**Task data**
******

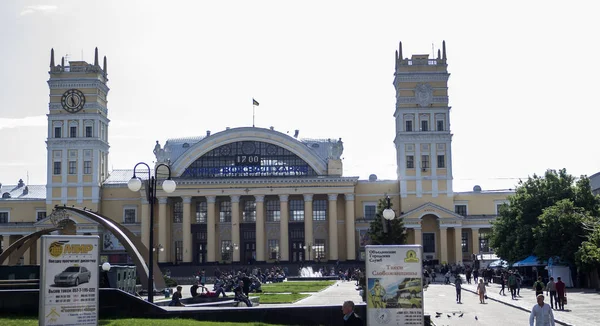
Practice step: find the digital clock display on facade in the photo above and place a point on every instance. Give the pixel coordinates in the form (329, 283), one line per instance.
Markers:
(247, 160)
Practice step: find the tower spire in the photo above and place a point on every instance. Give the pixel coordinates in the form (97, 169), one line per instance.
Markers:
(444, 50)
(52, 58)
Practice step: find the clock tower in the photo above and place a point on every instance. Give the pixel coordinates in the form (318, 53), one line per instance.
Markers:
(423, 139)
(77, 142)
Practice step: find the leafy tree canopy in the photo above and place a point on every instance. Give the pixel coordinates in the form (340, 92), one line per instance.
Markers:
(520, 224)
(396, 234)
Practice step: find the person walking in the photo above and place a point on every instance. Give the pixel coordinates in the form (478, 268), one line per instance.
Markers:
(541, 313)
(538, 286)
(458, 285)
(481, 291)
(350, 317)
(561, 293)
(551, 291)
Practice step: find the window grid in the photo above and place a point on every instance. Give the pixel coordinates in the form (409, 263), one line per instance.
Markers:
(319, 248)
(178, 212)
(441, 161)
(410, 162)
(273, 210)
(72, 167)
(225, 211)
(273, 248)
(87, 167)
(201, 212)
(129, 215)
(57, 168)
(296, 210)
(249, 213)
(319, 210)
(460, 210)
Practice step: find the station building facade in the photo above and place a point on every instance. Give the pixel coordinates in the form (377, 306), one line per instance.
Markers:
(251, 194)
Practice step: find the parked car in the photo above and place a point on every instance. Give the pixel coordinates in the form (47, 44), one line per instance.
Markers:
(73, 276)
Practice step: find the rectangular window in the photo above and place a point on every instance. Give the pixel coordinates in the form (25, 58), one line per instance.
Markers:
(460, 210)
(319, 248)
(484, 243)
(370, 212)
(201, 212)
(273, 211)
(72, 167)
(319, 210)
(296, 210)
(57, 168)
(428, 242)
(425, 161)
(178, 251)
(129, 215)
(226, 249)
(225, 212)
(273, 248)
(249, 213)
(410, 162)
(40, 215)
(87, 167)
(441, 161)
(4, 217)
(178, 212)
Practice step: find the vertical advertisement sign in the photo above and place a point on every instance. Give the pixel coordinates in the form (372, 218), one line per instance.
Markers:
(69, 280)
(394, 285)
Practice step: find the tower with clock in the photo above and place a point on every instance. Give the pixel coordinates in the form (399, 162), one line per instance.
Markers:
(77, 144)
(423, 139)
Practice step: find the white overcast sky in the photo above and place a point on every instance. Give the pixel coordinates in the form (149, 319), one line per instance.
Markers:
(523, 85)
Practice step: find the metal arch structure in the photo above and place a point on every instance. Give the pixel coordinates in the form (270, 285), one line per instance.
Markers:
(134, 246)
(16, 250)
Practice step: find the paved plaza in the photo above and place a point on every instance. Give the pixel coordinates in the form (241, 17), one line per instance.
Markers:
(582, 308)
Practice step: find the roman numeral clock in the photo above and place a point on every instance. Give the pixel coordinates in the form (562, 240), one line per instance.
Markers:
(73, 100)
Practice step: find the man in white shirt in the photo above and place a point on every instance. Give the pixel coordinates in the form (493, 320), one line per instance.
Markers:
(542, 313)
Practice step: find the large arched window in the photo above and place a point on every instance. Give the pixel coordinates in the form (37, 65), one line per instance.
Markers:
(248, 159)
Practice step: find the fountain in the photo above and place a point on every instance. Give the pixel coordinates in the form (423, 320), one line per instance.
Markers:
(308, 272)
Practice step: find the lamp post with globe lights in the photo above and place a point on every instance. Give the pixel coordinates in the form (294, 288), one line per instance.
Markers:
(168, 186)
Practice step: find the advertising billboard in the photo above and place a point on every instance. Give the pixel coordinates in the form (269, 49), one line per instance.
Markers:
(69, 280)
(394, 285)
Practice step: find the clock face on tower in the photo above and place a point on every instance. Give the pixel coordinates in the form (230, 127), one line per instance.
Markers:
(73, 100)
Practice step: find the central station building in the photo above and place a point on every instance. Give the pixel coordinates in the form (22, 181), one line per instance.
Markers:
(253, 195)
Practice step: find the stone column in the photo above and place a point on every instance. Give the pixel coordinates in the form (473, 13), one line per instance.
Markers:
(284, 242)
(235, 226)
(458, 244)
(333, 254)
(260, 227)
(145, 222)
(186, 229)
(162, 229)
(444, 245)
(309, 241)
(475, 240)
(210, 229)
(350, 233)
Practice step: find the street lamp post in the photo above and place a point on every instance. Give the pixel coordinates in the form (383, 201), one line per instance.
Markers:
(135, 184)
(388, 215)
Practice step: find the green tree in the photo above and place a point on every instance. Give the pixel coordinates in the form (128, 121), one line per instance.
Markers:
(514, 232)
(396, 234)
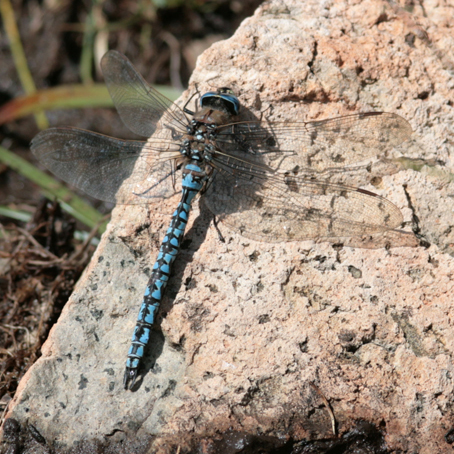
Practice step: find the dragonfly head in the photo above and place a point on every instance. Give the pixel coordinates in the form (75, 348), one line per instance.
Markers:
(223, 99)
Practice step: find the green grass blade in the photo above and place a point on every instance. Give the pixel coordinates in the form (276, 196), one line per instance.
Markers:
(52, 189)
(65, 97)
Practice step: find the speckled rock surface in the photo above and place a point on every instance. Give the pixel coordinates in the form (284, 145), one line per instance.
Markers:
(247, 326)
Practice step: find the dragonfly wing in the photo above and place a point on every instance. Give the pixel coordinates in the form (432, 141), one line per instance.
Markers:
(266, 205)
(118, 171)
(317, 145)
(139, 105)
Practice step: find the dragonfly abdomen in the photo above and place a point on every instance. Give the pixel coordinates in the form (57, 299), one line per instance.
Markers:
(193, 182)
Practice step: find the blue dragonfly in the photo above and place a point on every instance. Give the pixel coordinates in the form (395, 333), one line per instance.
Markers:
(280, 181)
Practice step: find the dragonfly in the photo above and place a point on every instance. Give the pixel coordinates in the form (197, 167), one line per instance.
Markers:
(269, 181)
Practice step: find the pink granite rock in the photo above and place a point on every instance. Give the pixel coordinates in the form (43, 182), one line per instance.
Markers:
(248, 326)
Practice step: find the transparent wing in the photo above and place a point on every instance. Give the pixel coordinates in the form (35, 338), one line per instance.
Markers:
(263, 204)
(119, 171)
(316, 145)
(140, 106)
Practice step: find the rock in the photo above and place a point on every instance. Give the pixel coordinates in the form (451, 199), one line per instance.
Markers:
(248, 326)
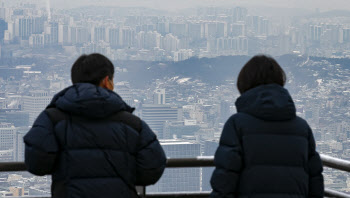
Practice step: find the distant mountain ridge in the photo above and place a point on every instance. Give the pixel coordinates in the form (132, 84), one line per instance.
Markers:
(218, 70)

******

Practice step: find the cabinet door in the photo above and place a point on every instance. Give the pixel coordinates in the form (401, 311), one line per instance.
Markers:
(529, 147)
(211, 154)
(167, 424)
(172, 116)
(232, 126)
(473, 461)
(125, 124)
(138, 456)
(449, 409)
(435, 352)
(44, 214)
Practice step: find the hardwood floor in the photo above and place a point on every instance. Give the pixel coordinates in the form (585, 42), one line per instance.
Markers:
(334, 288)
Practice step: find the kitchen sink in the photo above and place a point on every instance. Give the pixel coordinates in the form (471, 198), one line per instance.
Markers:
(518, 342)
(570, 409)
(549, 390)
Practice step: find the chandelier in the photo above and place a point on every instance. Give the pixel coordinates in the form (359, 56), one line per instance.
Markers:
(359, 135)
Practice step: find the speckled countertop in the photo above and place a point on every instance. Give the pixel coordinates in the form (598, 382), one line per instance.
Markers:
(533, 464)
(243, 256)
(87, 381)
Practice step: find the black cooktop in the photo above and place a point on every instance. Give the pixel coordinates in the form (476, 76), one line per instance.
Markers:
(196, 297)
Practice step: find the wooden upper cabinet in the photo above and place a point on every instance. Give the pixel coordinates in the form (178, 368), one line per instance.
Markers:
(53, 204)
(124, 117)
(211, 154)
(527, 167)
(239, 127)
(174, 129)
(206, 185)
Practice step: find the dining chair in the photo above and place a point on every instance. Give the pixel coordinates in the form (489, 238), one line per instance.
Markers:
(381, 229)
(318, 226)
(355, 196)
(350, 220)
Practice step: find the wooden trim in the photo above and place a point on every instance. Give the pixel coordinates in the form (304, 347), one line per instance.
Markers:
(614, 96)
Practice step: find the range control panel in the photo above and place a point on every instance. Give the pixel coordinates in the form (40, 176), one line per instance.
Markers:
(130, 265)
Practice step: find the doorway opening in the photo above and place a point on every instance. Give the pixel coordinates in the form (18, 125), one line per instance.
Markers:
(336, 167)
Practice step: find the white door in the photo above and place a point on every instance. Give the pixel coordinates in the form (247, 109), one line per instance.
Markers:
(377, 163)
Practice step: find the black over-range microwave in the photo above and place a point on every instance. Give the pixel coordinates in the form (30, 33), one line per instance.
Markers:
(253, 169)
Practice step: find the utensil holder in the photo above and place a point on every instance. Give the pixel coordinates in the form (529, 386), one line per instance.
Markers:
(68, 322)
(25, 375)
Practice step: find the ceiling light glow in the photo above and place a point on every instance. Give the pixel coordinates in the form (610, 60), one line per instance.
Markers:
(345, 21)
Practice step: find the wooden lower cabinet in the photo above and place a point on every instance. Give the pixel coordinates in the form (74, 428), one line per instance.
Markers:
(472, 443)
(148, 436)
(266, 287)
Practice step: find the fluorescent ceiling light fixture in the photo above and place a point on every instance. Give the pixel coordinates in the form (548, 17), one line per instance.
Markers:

******

**Task directions**
Tally the lines of the material above that contain the word "white", matching case exactly, and give only that number.

**Response for this exercise**
3